Excerpt |
= = = =

While melanoma represents only about 1 percent of skin cancers, it is responsible for the majority of skin cancer fatalities. The American Cancer Society (ACS) reported that in 2020, over 100,000 new melanoma cases would be diagnosed, with close to 7,000 deaths.

We have been studying novel approaches to treating melanoma, in the hopes of developing a significant new therapy that would have significant impact on  morbidity and mortality due to this disease.

Interleukin-24 (IL-24) is a cytokine (normally produced by activated monocytes, macrophages & T-helper cells) with cytotoxic and anti-angiogenic activity preferentially towards cancer cells. Thus, we hypothesized it may be feasible use HSC gene transfer to target platelet synthesis, storage and secretion of IL-24 to inhibit tumor growth. To pursue this hypothesis, we have undertaken research to determine if platelets can be genetically modified to deliver anti-oncogenic agents to tumors. Our goal is to develop methods for therapy for cancer by targeting gene products to platelets. As a model, are investigating the ITGA2B gene promoter with respect to its ability to drive megakaryocyte-specific expression of human interleukin-24 as a potential genetic therapy for IL-24 platelets to treat melanoma.

In a previously published study in mice, we determined that physiological agonists of platelet activation induced secretion of IL-24 from genetically modified platelets, thus indicating feasibility for platelets to serve as vehicles to deliver anti-oncogenic agents to tumors. In our study, melanoma challenge in mice treated with genetically modified platelets containing IL-24 can synthesize and store an anti-oncogenic agent, resulting in 50% reduction in melanoma tumor size in mice after 30 days.

These results suggest that targeting anti-oncogenic agents to platelets may be a feasible strategy for direct inhibition of solid tumors in humans. We are pursuing efforts to substantiate these findings.

= = = =

Set of tasks |
a) Write out the passage on melanoma therapy exactly, from "In a previously" up to and including "after 30 days.".
b) According to the passage on melanoma therapy, by how much did melanoma tumor size shrink in mice treated with IL-24 platelets after 30 days?

= = = =

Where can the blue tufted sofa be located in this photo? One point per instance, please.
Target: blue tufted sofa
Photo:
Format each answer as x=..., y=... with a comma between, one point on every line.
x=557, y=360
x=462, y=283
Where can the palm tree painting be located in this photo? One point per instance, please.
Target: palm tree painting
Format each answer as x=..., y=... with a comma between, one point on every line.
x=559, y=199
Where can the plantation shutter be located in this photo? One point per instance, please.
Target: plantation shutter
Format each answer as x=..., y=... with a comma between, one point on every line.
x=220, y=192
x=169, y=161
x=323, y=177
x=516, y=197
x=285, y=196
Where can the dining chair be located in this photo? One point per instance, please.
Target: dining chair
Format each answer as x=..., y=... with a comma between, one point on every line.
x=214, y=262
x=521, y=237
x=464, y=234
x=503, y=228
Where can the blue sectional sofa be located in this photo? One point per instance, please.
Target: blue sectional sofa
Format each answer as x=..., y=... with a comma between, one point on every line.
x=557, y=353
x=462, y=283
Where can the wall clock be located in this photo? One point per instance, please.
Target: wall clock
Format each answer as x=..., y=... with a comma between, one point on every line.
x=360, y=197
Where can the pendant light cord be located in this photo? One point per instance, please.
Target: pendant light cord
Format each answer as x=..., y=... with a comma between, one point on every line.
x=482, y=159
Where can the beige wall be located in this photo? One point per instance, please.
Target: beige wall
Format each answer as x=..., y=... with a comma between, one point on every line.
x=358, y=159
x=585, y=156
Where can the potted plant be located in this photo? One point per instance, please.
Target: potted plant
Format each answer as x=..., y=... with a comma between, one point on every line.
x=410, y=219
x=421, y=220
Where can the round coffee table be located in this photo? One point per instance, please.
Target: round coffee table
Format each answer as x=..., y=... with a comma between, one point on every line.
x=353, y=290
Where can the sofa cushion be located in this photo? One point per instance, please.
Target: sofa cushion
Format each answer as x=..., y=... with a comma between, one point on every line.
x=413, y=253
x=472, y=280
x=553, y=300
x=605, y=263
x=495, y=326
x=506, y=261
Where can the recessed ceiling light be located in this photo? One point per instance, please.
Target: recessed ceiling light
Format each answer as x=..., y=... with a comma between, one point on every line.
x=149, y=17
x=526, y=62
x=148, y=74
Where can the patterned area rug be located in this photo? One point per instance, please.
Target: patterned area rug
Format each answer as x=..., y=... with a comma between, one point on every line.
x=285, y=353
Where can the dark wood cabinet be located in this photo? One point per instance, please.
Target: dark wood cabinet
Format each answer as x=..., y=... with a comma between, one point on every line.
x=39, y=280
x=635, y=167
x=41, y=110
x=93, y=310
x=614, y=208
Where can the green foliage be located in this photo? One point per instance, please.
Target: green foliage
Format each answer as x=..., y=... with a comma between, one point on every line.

= = = =

Outputs by task |
a)
In a previously published study in mice, we determined that physiological agonists of platelet activation induced secretion of IL-24 from genetically modified platelets, thus indicating feasibility for platelets to serve as vehicles to deliver anti-oncogenic agents to tumors. In our study, melanoma challenge in mice treated with genetically modified platelets containing IL-24 can synthesize and store an anti-oncogenic agent, resulting in 50% reduction in melanoma tumor size in mice after 30 days.

b) It shrank by 50%.